__PROBLEM REQUIREMENTS__. In the abstracts on Naga conversion to Christianity, what religion did the Naga peoples convert from?

══ DOCUMENT SECTION

Paper short abstract:
Using the concepts of rupture (Joel Robbins) and transnational transcendence (Csordas) the paper explores the theme of healing and its historical and contemporary role in Christianity among the Naga of northeast India.
Paper long abstract:
The Naga peoples of Nagaland in north eastern India have over two or three generations converted almost entirely to Christianity from their indigenous animistic religion. Situating the phenomenon of conversion in its socio-political and historical context, I explore how far the analytical categories of rupture (Joel Robbins) and transnational transcendence (Thomas Csordas) can be applied to conversion among Naga. I then conclude that the theme of healing is the connecting thread which runs through the historical and contemporary role of Christianity and its continued importance in the shift from individual to collective healing.
Paper short abstract:
The paper will present a comparative account of colonial and post-colonial conversions among the Naga tribes of Northeast India and argue that in both periods Naga conversions have been underpinned by perceptions of modernity and attempts to assert ethnic distinctiveness and political autonomy.

════
══ RECORDS SUPPLIED

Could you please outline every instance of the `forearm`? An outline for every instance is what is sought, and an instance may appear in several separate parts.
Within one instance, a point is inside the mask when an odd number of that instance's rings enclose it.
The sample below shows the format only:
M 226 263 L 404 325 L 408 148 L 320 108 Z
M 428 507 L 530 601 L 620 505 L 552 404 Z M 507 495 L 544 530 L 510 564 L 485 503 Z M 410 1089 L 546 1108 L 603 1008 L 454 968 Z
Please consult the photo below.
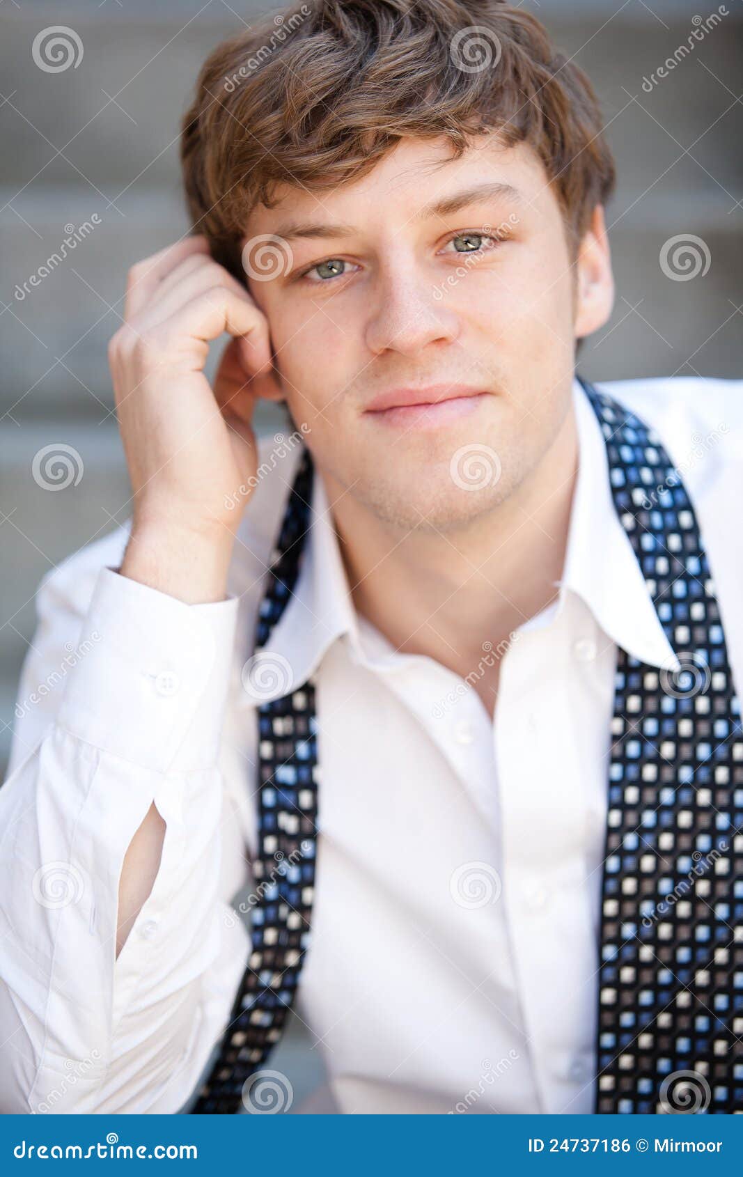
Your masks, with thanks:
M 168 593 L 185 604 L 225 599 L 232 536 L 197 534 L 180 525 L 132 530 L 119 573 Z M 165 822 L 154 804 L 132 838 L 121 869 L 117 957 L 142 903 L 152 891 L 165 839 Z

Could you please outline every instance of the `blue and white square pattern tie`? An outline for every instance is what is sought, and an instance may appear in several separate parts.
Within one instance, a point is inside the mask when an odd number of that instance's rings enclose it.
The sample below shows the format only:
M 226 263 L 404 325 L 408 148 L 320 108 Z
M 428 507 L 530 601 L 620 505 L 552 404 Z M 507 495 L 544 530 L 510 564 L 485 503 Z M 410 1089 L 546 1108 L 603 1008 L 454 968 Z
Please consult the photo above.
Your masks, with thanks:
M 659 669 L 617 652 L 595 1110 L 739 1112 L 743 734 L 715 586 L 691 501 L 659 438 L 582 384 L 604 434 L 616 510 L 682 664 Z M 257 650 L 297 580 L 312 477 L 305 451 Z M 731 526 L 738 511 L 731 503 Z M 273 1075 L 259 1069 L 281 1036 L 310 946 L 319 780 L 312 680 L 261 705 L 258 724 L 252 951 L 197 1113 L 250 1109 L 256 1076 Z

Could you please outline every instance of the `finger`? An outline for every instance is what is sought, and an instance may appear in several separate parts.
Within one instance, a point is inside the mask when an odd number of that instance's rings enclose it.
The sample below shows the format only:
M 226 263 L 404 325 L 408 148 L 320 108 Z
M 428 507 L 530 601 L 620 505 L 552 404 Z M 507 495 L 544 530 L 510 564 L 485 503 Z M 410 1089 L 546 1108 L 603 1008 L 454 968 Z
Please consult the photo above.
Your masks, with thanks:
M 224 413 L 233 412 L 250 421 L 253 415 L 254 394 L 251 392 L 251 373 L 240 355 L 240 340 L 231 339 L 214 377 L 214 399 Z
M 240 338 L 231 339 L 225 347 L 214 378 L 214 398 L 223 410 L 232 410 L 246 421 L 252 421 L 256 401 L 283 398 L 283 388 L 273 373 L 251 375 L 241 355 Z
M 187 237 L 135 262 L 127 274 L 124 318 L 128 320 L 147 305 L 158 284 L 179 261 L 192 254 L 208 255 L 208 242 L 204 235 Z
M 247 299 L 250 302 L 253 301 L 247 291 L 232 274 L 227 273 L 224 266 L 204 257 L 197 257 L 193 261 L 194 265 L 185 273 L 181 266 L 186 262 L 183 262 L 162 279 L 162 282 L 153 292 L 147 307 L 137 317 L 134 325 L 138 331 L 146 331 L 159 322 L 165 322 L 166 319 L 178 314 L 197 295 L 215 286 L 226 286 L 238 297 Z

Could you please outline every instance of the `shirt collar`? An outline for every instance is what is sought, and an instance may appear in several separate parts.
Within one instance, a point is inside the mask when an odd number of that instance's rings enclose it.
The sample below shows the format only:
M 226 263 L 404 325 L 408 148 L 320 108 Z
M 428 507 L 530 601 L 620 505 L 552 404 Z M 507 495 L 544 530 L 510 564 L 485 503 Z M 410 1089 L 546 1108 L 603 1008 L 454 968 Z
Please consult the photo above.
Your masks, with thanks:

════

__EXPECTED OUTPUT__. Their indigenous animistic religion.